WORK TO BE COMPLETED ->
Update the listing below by changing "purple robe" to "violet robe", keeping every other word and line unchanged.
---------- LISTING
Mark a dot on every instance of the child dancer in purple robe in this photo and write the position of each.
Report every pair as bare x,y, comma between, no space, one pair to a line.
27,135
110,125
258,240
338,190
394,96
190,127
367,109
--------------------
FULL ANSWER ->
Mark a dot on every instance of the child dancer in violet robe in this photo and write the position of each.
Report every pair as bare x,y, comma between, no space, one pair to a line.
27,135
110,125
258,240
338,190
394,96
190,127
367,109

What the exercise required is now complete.